--- REQUIRED WORK ---
A) Name every username that appears in a post header in the forum thread on growing Java fern emersed.
B) In the forum thread on growing Java fern emersed, what did hydrophyte use to hold the pieces of fern rhizome in place on the raft?
DOCUMENT PASSAGE section start
Yeah the golden ratio is a reliable way to set this up. It's actually not quite 1/3 and 2/3. If my math is right I get it by multiplying total distance by .39.

Thanks again for those plants. I'm watching out for the box.


----------



## Hoppy (Dec 24, 2005)

How do you adapt Java Fern to life emersed? I have some needle leaf, I think, Java Fern that I will try to use in a riparium, but I'm not sure how to make the switch. I'm assuming it should be started with very high humidity for a few weeks?


----------



## hydrophyte (Mar 1, 2009)

I started that plant on an "Epi Trellis Raft". 










The design is supposed to provide a larger flat surface area for "epiphytic" plants like ferns and _Anubias_. It is also more foam, so that it can provide more floatation for the plants as they grow. The pieces that I have are just prototypes and the shop only cut a few dozen for me. Would you like a couple? I could send some easily enough. The regular Trellis Raft I'm sure would also work, but like I say it doesn't have as much surface area or foam.

I used small plastic cable ties to hold the pieces of fern rhizome in place. Here's a shot of an _Anubias_ tied to a raft. I found that it was important to wrap the tie around the _roots_, rather than the rhizome itself, because this damaged the rhizome and caused rot.










In order to encourage emersed growth for the Java fern I placed them in a sealed top tank with an airstone so that humidity was maintained quite high. I also draped some pieces of long-fibre spagnum moss across the raft, although I don't know if this step was really necessary because the whole thing stayed quite wet all of the time. It took a long time for the ferns to grow new emersed fronds. They grew slowly for another month or so, and then suddenly three months or so after planting they grew very fast and filled the raft in no time. 

I found that the Java fern can handle lower humidities (maybe ~50%) than most of the other emersed aquarium plants that I have tried, such as crypts and _Anubias_, so they should be good for tanks with more air circulation.


----------



## CL (Mar 13, 2008)

Have you ever tried emersed bolbitis?


----------



## Kayen (Oct 14, 2007)

Ooh wow looks good, sounds like decent inspiration for my next wave of emersed tanks.
DOCUMENT PASSAGE section end
MATERIAL SHOWN section start
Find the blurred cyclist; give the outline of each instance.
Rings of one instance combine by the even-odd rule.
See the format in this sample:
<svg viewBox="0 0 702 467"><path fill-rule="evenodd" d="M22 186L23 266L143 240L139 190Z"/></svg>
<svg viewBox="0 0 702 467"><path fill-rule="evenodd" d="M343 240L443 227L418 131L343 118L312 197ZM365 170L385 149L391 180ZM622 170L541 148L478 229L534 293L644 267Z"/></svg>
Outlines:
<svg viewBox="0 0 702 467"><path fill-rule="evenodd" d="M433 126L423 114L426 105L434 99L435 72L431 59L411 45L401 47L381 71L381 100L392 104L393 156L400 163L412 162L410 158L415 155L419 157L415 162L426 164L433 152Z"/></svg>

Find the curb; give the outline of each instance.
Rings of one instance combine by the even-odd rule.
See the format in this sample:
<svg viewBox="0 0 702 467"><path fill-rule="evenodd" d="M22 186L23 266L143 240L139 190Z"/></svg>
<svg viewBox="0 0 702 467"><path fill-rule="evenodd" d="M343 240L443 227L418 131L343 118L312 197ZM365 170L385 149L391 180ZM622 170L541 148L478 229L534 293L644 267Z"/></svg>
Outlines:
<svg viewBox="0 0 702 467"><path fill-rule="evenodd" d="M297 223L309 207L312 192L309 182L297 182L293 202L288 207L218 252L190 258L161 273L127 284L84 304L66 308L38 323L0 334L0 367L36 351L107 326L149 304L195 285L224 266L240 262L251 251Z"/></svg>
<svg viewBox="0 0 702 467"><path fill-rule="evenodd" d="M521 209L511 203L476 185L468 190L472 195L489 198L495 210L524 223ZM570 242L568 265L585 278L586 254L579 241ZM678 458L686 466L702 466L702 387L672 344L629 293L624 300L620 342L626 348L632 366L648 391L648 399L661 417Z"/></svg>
MATERIAL SHOWN section end
--- LIST OF SOLUTIONS ---
A) Hoppy, hydrophyte, CL, Kayen

B) Small plastic cable ties.